:: Material for this exercise ::

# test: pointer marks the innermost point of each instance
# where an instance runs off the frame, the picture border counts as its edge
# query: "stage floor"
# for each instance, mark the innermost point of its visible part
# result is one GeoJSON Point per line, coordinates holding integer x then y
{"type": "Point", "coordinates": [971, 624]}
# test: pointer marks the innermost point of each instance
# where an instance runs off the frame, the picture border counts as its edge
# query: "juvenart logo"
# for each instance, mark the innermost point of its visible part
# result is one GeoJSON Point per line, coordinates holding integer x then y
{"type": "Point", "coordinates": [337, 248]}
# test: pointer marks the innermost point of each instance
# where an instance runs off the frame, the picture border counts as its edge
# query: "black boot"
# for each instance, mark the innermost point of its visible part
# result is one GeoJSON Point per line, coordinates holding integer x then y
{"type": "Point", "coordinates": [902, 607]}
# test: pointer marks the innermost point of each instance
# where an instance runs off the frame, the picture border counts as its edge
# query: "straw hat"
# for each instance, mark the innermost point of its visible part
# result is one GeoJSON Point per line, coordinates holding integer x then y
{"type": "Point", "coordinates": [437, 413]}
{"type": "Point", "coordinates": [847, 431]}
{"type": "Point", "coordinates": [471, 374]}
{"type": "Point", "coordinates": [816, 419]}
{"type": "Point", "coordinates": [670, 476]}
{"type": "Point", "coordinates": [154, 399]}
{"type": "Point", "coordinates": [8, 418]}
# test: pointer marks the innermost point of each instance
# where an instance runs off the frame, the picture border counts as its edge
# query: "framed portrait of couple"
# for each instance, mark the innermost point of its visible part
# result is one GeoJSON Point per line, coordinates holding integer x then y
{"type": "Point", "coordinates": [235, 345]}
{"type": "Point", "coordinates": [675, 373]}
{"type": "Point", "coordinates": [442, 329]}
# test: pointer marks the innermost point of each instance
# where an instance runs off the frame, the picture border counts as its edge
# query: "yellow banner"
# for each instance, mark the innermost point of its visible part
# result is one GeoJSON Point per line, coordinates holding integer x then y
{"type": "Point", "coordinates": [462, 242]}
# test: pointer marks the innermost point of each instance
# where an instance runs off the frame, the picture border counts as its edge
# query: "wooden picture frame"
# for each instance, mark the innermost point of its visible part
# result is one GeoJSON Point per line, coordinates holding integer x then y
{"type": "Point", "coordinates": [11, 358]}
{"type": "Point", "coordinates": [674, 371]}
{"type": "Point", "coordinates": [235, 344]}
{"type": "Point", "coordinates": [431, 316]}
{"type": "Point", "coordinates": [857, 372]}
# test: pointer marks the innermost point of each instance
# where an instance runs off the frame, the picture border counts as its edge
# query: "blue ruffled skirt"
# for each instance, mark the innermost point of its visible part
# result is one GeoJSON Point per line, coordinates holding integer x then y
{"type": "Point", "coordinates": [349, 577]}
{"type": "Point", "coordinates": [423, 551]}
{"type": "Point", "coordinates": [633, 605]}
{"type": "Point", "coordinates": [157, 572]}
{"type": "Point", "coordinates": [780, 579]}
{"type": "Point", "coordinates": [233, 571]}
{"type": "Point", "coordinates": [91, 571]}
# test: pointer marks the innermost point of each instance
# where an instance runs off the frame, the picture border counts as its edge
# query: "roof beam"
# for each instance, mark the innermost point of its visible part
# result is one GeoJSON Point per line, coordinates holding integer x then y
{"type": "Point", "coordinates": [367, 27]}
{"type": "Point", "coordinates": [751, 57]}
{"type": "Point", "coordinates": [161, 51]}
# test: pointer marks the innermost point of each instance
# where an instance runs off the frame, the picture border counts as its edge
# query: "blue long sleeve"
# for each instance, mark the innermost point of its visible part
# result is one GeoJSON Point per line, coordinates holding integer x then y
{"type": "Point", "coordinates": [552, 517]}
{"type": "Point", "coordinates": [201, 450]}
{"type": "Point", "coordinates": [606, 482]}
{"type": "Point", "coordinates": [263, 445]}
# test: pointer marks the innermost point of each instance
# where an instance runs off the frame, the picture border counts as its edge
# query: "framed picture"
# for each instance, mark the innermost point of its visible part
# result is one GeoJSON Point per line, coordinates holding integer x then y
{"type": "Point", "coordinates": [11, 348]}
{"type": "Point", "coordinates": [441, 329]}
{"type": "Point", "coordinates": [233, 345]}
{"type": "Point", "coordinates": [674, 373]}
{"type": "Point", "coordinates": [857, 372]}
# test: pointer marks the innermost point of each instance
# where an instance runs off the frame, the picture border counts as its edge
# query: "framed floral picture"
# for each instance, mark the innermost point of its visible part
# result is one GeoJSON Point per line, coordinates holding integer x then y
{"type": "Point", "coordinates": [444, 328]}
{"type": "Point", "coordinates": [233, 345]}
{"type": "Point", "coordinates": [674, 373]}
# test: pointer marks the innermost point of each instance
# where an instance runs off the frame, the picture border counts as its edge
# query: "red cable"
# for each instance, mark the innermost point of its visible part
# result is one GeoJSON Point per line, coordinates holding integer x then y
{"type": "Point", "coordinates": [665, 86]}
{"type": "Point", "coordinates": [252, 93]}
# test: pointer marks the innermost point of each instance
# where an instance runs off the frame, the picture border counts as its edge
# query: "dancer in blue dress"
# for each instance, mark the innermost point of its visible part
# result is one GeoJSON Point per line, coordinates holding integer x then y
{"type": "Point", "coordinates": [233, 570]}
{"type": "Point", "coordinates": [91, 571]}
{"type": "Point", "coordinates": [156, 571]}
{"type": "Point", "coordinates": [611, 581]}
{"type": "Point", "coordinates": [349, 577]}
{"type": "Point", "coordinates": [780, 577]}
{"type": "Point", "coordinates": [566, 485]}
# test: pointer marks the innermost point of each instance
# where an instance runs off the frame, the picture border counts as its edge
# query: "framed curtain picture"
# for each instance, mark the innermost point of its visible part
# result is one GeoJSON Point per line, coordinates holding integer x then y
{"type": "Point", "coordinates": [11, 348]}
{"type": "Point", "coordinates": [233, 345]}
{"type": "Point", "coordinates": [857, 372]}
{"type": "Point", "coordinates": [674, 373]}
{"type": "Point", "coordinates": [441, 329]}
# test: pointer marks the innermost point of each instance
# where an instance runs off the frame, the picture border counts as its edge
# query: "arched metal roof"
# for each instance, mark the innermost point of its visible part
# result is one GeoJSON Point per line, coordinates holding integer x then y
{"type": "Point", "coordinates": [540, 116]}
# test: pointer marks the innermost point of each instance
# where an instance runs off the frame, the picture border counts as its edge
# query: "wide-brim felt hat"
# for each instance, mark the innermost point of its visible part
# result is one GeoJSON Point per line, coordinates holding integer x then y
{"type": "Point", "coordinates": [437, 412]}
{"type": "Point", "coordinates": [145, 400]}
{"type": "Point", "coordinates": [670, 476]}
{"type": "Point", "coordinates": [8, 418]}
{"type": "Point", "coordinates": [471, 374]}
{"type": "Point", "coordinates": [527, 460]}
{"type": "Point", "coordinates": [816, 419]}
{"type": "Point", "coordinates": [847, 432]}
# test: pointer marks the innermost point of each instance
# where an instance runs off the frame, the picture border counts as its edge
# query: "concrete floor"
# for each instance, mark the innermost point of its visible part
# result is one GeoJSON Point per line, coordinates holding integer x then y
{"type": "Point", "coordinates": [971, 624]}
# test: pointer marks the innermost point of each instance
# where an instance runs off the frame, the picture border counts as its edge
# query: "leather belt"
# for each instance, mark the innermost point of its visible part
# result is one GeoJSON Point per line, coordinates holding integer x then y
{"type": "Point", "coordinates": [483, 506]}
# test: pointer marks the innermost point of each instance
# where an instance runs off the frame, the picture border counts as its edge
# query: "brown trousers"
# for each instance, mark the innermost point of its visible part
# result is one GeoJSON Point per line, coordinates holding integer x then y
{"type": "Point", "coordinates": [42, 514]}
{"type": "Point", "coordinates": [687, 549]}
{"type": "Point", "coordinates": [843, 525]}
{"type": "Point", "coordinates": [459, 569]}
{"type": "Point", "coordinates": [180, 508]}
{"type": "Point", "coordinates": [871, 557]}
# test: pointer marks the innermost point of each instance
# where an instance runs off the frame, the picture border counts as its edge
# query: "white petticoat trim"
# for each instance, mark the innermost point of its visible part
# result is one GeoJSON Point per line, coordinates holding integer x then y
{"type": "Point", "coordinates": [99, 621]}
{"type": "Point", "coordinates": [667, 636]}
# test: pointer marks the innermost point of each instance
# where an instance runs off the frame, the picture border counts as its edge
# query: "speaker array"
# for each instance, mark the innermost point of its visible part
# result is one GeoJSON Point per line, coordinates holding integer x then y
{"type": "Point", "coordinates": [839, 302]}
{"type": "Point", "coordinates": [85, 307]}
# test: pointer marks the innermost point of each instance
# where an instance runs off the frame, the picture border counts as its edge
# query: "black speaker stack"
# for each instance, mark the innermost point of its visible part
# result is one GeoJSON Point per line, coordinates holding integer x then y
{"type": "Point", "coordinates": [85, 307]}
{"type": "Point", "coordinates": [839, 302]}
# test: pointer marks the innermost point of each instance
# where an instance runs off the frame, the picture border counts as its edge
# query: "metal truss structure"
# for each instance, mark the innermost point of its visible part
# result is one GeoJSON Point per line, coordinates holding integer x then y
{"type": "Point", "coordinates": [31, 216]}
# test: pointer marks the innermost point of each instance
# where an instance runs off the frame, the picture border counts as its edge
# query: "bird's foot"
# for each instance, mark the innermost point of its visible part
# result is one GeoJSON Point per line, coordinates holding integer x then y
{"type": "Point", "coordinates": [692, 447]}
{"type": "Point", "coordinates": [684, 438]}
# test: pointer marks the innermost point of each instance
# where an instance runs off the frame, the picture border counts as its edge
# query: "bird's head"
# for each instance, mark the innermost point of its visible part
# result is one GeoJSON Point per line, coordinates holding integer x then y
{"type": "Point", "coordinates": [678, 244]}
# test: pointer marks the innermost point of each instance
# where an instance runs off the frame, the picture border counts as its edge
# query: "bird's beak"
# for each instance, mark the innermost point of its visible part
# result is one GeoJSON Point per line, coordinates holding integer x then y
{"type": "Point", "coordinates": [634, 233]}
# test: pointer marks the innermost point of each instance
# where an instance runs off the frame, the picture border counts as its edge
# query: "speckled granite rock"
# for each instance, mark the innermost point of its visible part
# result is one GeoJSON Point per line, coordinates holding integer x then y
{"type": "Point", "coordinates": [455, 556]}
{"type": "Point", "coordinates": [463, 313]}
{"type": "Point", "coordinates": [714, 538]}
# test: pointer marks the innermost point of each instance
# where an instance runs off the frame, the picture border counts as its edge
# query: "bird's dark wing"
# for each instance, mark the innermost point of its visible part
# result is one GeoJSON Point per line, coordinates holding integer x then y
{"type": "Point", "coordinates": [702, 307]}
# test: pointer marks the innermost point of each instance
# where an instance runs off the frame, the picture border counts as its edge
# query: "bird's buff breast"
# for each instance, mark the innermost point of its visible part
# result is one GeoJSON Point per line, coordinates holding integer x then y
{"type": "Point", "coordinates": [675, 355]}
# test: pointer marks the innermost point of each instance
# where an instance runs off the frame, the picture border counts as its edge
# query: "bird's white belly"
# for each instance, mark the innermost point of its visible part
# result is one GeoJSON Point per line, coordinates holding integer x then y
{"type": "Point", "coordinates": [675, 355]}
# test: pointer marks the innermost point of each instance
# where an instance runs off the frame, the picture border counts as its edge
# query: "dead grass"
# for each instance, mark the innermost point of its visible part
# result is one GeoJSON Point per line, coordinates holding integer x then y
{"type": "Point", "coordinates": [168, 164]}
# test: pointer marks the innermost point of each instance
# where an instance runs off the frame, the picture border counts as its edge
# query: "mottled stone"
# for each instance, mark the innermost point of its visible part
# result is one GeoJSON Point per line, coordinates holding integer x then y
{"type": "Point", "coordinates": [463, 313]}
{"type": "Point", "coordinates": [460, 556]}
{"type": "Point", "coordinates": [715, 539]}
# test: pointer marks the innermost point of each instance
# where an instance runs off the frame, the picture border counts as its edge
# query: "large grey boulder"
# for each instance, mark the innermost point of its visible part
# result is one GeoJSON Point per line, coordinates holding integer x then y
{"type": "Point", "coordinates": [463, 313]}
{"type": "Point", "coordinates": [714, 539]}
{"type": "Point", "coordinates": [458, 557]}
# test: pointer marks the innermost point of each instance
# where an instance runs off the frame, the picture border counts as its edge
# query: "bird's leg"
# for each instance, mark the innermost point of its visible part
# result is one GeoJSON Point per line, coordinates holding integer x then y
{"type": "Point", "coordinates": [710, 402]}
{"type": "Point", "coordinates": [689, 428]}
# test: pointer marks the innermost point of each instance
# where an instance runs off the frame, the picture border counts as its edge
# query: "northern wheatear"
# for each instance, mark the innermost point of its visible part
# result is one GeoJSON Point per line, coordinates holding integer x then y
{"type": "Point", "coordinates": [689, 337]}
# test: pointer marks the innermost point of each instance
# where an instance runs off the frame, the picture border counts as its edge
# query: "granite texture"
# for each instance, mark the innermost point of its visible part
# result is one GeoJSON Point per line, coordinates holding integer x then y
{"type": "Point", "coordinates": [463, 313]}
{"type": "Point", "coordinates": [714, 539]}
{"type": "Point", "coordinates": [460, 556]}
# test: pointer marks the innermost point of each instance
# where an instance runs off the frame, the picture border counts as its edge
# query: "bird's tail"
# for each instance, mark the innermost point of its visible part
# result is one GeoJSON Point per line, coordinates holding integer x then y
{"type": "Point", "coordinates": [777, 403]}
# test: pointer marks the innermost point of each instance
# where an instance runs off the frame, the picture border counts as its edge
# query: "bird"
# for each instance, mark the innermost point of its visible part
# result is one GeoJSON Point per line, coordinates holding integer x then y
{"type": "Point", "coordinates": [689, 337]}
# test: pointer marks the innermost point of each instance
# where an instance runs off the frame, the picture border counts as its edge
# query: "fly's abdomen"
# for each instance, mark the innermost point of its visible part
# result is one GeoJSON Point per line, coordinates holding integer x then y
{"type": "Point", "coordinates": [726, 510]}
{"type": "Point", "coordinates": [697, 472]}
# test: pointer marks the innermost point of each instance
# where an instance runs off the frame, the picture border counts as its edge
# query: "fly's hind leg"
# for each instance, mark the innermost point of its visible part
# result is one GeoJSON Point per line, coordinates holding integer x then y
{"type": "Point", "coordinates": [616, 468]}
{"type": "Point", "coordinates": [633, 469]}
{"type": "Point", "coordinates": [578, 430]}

:::

• _Request_
Collect every line above that contains the word "bird", matching case exactly.

• _Full output_
# query: "bird's foot"
# query: "bird's head"
# query: "bird's beak"
# query: "bird's dark wing"
# query: "bird's buff breast"
# query: "bird's white belly"
# query: "bird's leg"
# query: "bird's tail"
# query: "bird"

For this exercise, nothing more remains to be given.